What you need to do:
Work out the number of lines that hold "below" in the listing, and give that number with no other text.

Data to process:
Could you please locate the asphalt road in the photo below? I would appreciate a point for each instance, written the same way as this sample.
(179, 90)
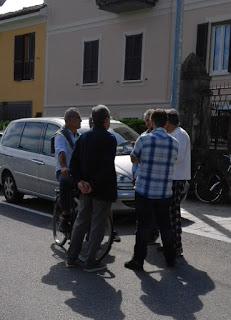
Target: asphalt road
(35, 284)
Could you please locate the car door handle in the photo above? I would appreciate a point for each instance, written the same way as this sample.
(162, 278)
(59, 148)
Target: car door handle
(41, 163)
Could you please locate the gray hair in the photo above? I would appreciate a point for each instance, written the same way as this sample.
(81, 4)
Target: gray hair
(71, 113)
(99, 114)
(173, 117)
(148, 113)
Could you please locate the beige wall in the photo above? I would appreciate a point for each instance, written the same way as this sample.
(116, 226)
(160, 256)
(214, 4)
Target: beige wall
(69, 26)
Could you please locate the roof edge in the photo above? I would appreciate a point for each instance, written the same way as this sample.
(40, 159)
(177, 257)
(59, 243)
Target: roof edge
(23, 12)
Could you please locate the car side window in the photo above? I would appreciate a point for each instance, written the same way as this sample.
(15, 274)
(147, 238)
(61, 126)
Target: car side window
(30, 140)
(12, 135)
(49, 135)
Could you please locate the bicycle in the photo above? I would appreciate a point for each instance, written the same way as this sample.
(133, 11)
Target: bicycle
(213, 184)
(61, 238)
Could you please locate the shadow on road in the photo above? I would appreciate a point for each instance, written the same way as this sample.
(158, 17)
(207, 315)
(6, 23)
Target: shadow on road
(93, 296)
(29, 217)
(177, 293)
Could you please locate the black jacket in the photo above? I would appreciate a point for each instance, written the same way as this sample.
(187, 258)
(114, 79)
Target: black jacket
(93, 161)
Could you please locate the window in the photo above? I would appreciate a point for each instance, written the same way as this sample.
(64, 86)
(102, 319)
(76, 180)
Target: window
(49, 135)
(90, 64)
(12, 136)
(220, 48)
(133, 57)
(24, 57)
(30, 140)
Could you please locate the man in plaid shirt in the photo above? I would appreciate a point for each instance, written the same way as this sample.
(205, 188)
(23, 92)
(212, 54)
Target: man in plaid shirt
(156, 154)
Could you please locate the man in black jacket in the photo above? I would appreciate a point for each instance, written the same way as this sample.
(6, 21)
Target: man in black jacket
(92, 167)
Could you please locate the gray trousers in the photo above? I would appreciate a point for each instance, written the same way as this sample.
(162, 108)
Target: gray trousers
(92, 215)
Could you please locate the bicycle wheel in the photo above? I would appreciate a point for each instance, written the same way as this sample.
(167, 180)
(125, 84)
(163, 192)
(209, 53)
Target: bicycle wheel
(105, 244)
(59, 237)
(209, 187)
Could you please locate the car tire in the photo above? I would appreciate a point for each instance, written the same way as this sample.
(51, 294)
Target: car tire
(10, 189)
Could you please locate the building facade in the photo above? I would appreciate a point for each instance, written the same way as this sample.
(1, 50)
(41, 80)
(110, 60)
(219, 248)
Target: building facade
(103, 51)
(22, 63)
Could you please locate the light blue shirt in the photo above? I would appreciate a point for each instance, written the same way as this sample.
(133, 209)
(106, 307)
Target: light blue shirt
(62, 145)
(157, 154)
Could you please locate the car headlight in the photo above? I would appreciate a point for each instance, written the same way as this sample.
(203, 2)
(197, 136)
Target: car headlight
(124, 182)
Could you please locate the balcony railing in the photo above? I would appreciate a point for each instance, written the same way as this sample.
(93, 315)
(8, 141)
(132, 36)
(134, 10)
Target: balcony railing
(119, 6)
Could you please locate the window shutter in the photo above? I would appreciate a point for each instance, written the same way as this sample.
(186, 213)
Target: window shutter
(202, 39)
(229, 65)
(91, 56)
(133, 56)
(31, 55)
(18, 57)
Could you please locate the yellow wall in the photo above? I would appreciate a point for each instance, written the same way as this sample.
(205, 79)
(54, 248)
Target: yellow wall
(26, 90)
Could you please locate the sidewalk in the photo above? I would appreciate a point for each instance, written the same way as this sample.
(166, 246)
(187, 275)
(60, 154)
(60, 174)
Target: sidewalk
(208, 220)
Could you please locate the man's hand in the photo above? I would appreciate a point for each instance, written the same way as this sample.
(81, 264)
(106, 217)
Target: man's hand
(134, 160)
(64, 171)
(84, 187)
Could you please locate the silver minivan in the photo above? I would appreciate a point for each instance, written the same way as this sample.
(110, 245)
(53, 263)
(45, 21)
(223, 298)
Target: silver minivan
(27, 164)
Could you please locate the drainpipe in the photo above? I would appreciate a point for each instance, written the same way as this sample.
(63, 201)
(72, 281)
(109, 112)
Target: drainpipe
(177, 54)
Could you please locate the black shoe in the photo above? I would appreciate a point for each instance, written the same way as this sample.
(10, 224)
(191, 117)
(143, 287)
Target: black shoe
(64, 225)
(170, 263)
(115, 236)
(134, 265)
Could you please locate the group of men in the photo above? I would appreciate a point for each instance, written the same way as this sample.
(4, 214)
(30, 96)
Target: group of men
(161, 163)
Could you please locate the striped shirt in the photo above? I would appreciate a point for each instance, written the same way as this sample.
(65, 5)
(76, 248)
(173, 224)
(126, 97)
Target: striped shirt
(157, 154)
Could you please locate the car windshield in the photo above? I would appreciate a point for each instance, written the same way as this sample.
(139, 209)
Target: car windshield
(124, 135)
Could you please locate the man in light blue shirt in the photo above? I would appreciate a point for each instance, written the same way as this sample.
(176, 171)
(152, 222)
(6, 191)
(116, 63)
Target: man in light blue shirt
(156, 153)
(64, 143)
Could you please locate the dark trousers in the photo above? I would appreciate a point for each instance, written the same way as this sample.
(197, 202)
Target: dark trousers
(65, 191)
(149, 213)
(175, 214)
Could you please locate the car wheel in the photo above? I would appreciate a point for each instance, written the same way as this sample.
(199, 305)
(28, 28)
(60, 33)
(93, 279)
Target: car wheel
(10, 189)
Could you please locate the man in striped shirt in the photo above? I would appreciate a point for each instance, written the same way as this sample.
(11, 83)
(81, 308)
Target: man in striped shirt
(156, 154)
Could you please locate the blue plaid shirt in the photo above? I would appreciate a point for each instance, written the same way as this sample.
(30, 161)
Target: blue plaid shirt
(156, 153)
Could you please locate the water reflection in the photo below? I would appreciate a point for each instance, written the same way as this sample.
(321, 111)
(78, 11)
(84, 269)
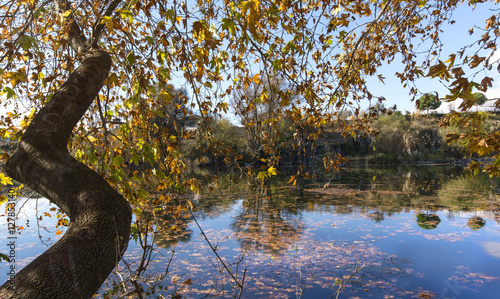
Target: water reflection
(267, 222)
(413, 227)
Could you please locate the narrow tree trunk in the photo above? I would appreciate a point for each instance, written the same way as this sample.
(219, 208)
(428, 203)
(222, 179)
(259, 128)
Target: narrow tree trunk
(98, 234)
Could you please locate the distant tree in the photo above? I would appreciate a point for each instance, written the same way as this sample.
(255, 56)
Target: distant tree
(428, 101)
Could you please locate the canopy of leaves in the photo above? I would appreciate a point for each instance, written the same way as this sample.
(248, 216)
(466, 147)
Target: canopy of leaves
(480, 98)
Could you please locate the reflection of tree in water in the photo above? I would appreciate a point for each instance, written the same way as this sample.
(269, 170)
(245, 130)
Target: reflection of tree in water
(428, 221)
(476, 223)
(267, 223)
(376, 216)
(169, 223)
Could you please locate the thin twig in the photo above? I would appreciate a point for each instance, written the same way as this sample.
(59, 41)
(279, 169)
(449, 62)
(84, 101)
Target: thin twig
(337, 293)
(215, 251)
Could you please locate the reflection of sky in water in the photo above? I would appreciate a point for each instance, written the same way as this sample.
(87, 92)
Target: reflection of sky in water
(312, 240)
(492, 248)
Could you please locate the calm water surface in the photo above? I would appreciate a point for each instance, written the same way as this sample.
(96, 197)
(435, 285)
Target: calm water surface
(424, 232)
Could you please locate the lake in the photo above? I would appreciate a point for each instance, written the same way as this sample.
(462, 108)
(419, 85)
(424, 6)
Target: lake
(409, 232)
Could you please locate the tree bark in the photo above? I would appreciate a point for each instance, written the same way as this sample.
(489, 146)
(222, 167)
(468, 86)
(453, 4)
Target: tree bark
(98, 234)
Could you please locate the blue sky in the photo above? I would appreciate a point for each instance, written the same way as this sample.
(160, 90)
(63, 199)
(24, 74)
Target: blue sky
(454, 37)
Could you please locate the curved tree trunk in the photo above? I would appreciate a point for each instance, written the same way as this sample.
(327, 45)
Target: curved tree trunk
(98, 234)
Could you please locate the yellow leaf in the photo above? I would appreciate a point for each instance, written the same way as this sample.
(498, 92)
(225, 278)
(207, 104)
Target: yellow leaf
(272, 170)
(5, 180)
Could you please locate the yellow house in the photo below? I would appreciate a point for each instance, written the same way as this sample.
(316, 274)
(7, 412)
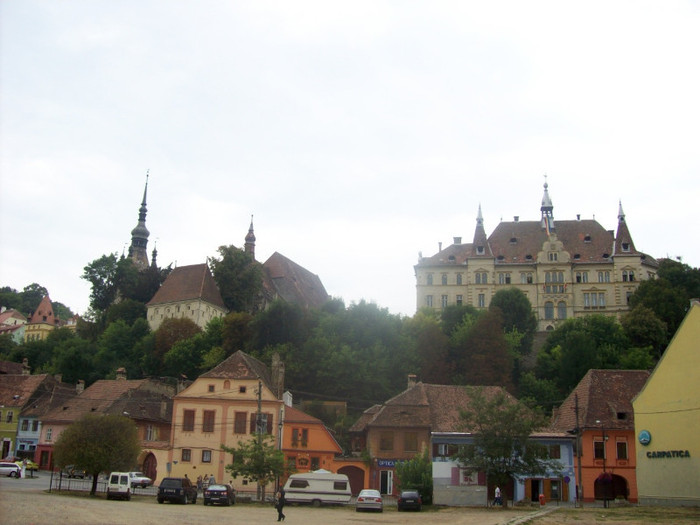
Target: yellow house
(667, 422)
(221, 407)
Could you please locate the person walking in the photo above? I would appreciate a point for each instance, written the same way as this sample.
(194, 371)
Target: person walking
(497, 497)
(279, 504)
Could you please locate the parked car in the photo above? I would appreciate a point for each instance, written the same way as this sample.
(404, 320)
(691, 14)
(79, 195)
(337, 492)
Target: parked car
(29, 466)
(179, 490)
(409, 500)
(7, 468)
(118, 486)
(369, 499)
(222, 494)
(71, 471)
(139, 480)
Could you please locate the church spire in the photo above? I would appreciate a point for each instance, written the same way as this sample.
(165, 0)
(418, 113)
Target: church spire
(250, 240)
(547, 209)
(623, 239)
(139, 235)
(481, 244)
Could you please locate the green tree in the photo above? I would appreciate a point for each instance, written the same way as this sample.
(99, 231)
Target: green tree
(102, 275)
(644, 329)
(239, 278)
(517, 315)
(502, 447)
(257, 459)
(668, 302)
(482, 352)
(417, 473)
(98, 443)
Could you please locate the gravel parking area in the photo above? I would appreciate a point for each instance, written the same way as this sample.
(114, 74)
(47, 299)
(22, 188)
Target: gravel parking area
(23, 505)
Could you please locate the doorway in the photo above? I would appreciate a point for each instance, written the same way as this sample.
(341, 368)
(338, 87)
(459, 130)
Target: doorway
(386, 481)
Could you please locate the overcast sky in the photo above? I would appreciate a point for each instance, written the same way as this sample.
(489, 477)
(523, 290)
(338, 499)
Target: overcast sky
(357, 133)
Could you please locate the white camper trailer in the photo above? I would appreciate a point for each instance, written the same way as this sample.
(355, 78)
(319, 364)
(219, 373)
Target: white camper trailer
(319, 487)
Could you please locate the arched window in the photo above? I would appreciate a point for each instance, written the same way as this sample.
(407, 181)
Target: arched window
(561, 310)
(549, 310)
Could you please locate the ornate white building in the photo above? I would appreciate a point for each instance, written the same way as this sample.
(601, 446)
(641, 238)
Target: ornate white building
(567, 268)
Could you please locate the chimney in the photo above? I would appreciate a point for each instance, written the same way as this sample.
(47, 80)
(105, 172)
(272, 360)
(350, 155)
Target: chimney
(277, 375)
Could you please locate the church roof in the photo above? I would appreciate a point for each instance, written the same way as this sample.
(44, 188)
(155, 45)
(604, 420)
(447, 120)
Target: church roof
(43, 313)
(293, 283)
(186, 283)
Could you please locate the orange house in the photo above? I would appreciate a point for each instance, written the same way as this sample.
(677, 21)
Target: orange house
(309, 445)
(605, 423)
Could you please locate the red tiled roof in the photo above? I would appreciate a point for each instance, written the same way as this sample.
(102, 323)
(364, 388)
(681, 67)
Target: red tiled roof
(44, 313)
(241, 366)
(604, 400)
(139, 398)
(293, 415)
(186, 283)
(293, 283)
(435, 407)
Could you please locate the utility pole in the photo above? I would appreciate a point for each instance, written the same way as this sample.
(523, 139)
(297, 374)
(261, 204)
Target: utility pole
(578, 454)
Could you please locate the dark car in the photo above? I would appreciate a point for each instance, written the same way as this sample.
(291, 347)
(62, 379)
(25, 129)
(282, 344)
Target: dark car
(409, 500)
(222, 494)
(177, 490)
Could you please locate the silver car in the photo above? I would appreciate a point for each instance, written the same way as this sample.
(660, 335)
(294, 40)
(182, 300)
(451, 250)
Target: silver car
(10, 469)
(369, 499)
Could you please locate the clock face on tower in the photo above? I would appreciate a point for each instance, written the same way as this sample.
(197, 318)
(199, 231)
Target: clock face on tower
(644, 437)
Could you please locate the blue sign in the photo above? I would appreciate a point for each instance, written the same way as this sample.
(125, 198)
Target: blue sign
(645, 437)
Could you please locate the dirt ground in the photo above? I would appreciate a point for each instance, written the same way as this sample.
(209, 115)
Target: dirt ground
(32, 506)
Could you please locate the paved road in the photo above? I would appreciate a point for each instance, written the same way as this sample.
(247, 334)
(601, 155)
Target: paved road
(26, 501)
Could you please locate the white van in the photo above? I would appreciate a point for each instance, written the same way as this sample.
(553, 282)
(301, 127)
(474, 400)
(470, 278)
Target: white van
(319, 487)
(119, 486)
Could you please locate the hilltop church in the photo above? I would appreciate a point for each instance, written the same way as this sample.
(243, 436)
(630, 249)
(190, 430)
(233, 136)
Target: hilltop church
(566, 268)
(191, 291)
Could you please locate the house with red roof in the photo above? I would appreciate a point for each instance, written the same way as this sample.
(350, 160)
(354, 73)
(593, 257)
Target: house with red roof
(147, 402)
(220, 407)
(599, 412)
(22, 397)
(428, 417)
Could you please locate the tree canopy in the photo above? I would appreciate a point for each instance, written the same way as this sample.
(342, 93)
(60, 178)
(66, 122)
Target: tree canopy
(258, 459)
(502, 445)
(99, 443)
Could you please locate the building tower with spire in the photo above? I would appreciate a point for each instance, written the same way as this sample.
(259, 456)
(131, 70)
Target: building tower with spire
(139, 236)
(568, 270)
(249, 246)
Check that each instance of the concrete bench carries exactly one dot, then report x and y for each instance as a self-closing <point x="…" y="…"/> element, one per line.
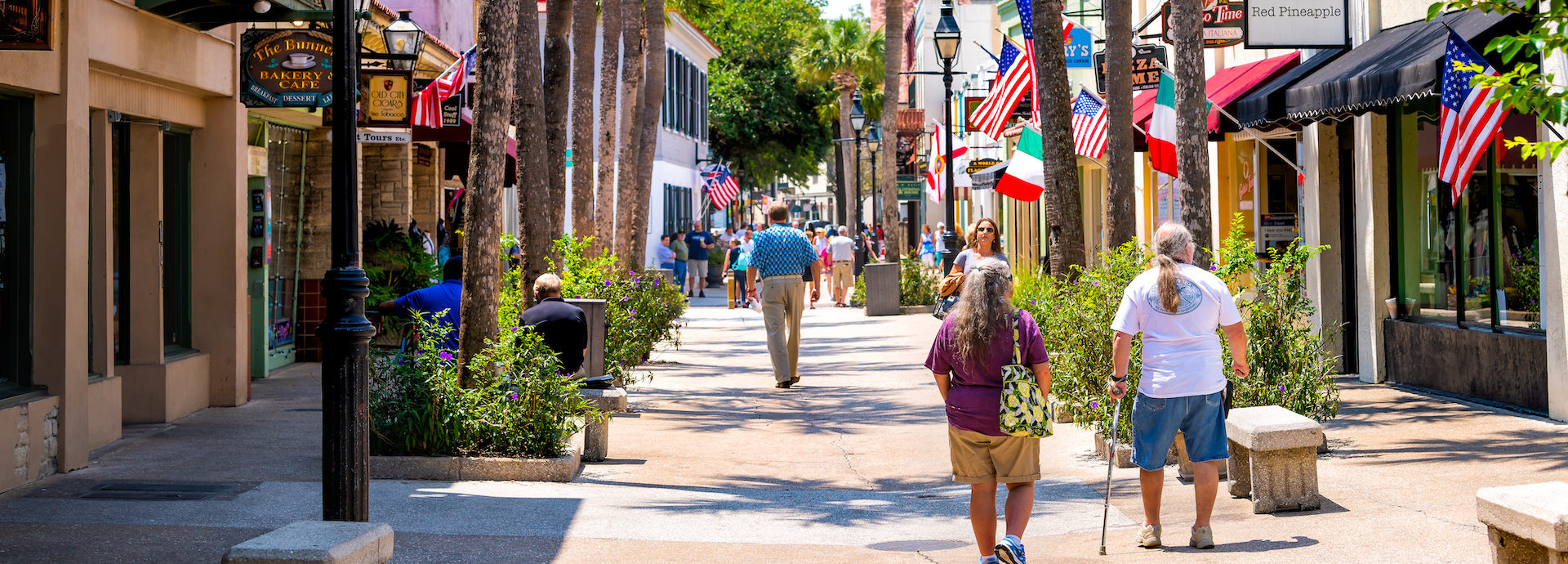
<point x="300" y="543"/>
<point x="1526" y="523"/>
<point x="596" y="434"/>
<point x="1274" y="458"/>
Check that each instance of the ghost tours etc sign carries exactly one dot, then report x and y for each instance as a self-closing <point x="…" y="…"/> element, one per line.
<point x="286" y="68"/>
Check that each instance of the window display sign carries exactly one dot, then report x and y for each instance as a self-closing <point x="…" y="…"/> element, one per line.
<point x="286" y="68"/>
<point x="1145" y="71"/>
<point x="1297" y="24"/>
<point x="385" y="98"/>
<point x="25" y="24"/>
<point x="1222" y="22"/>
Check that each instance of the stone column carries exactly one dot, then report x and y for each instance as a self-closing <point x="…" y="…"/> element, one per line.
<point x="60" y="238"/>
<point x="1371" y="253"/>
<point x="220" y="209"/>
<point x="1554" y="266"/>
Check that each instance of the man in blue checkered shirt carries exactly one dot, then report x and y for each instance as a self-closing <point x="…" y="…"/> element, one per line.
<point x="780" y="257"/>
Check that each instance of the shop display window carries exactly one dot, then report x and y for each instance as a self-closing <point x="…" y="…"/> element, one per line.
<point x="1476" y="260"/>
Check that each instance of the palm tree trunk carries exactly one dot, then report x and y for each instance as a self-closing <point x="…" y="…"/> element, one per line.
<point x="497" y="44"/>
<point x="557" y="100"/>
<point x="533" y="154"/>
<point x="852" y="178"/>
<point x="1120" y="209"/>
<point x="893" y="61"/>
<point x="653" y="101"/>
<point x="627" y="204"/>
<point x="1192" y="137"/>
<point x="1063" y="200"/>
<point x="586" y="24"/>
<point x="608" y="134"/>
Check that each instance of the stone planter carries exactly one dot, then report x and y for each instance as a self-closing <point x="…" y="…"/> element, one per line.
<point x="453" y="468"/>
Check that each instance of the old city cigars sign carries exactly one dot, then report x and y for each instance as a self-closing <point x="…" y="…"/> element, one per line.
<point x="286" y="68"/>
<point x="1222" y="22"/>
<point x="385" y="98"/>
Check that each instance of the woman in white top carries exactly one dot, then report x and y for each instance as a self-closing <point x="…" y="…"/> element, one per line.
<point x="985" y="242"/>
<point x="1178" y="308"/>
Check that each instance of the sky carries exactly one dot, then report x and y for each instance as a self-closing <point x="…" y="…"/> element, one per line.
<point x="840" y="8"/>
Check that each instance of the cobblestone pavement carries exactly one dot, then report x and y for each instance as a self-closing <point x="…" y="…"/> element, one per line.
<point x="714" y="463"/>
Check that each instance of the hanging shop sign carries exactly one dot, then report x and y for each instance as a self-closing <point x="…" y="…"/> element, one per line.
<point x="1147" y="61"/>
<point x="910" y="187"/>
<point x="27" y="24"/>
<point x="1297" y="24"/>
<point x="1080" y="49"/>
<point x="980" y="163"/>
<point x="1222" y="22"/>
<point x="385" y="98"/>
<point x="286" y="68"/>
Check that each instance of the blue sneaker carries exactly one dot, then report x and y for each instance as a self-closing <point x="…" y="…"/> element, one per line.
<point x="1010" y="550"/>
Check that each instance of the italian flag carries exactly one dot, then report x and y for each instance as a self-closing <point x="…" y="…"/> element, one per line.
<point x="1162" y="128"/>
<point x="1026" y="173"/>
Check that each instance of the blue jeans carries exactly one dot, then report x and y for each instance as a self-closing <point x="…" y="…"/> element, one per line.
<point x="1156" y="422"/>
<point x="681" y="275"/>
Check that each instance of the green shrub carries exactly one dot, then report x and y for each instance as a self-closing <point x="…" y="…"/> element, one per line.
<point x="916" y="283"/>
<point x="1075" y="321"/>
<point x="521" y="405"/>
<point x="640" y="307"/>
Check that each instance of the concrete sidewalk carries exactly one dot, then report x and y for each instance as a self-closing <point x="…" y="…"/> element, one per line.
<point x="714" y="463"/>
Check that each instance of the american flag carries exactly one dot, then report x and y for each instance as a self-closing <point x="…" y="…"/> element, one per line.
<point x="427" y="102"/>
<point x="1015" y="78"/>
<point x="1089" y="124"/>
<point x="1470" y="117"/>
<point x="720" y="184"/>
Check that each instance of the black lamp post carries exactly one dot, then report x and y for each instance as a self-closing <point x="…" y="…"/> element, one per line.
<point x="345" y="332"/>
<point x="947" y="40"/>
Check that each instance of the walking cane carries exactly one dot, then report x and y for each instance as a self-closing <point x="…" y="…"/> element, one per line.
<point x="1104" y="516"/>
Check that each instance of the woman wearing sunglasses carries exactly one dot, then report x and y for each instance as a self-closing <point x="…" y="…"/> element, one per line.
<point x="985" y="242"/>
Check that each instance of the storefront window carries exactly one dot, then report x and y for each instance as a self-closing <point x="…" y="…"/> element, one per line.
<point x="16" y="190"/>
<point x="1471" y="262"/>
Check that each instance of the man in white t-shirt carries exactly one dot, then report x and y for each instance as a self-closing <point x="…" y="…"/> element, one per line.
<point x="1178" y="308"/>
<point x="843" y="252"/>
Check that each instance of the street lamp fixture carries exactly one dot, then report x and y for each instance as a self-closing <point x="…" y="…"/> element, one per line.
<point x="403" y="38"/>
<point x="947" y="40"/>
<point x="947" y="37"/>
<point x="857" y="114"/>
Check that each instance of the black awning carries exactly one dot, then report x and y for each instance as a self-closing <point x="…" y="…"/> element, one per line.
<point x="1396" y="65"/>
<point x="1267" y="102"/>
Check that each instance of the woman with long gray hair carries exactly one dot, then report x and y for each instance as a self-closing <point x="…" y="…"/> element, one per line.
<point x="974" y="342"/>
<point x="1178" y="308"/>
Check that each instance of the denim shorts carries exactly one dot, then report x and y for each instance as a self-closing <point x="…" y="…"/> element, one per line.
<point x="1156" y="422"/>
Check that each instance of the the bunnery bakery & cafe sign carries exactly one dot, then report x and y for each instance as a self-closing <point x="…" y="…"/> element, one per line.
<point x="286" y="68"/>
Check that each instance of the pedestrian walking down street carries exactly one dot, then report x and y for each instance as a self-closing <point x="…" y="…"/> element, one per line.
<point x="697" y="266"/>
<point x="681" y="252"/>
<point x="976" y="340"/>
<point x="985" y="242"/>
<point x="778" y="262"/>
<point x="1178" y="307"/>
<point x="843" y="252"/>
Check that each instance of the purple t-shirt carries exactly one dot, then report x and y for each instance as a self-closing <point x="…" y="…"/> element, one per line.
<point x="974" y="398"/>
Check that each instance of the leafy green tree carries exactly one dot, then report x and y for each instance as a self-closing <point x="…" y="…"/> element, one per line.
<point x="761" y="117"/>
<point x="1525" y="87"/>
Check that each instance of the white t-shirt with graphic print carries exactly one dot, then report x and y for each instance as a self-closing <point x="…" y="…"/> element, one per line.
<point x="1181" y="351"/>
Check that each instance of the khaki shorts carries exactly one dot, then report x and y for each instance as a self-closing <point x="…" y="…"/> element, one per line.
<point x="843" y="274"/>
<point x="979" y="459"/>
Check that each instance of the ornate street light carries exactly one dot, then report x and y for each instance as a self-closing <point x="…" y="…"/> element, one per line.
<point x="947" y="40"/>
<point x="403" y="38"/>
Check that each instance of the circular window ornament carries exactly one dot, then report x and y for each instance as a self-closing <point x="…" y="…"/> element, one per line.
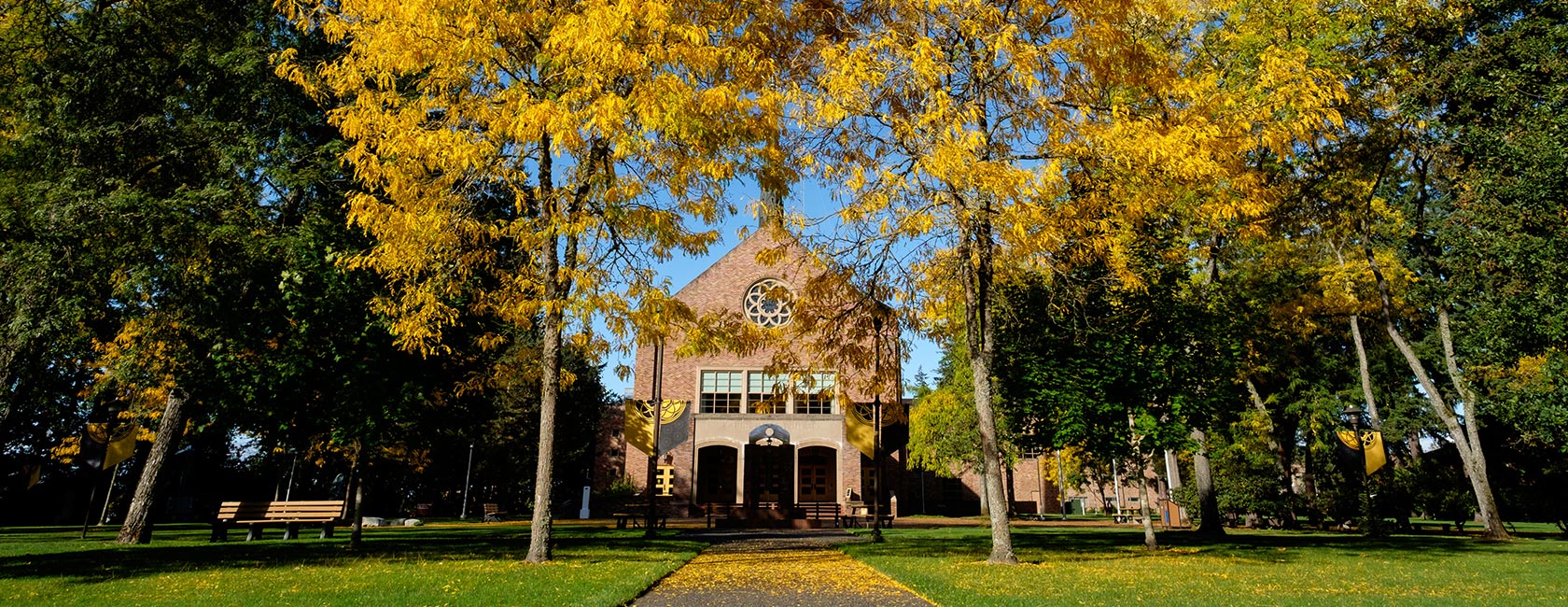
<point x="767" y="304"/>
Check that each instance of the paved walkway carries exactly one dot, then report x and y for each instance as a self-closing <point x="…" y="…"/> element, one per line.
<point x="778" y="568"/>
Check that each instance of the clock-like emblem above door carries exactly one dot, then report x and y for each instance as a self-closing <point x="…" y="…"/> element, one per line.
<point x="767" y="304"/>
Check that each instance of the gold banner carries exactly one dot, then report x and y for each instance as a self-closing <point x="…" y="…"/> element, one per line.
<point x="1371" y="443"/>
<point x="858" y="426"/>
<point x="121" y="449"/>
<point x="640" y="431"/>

Response for this exercise:
3